● **Job**:
Return every one of the items below verbatim, reproducing each line without any alteration.

● **Records for this exercise**:
------------------------------------
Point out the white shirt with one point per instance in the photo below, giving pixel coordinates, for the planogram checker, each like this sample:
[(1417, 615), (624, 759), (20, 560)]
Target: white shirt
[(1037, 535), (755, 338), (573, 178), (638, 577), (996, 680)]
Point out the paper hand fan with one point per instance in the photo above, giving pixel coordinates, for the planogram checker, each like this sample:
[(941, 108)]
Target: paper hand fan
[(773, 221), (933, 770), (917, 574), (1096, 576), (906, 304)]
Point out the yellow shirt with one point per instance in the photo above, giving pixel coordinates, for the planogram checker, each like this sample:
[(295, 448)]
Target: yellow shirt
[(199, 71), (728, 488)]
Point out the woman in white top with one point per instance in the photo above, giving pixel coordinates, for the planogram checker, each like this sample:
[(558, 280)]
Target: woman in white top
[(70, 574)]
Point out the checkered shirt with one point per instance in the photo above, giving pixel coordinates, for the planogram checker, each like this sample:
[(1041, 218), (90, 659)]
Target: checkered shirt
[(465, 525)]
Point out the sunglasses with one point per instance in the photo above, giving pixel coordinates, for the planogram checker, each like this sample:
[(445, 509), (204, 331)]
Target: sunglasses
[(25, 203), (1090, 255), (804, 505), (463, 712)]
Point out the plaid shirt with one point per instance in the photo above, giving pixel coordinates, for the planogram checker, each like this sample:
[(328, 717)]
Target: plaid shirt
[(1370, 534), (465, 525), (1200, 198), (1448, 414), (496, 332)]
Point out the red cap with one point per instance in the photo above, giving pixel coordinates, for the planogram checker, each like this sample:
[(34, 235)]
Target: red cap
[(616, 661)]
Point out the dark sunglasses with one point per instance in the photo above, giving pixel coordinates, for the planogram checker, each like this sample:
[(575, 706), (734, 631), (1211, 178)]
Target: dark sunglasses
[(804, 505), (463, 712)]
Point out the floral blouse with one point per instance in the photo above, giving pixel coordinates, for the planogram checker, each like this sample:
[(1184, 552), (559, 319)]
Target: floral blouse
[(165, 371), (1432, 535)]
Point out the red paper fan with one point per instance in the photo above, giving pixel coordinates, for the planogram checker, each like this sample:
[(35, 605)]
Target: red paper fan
------------------------------------
● **Result for this exercise**:
Point out the white shirt with one point per instance in the photo below, giving pixel coordinates, for the planogram checker, each like this sample:
[(1417, 615), (624, 759), (20, 560)]
Target: white shirt
[(1037, 535), (755, 338), (573, 178), (638, 577), (996, 680)]
Point out the paper hand fan with one point per instance in the photo above, giving pixel coordinates, for the planogram checker, each like this sample:
[(941, 108)]
Target: paper hand fan
[(773, 221), (933, 770), (917, 574), (1096, 576), (906, 304)]
Point out the yellow shirt with one point per instance in the photo above, giving pixel coordinates, for the planogram checker, each like this sample:
[(295, 448)]
Target: yellow shirt
[(199, 71), (728, 488)]
Point out the woman in white top with one point per instance in the photo above, giving pixel coordinates, for the planogram checker, each like this sample:
[(558, 280)]
Target: woman in white top
[(70, 574)]
Point out the checkered shirt with one point per instance in the photo above, giving pixel coordinates, for the planogram checker, each like this sample:
[(1041, 218), (90, 659)]
Target: checkered shirt
[(465, 525)]
Point out the sunglasses with one point per instance in the photo above, giving pixel coordinates, for the planogram checker, each like this sample:
[(445, 509), (204, 331)]
Target: sunglasses
[(25, 203), (1090, 255), (804, 505), (463, 712)]
Point out the plaid shirt with one point per instance in the photo above, giving pixel coordinates, for the planogram checker, each like this sample:
[(328, 717)]
Target: plaid shirt
[(1370, 534), (465, 525), (1200, 198), (1448, 414), (496, 332)]
Point out the red cap with one point per instance in the photo above, giving pixel coordinates, for the planogram checker, each like this sample:
[(34, 235)]
Target: red cap
[(616, 661)]
Point out the dark sunglasses with one point per instance in the photo above, giving pixel coordinates, for the planogram checker, each like this sample:
[(575, 706), (734, 631), (1211, 178)]
Target: dark sunglasses
[(804, 505), (463, 712)]
Point out the floral blouse with one point per instance in the photo above, giving pixel coordinates, for the planogram checker, each like this sample:
[(1184, 552), (559, 319)]
Target: floral blouse
[(165, 371), (1432, 535)]
Point out the red paper fan with one point per instance in the photo above, giving pixel coordinates, for the planogram checker, each like this sample:
[(35, 605)]
Target: red paper fan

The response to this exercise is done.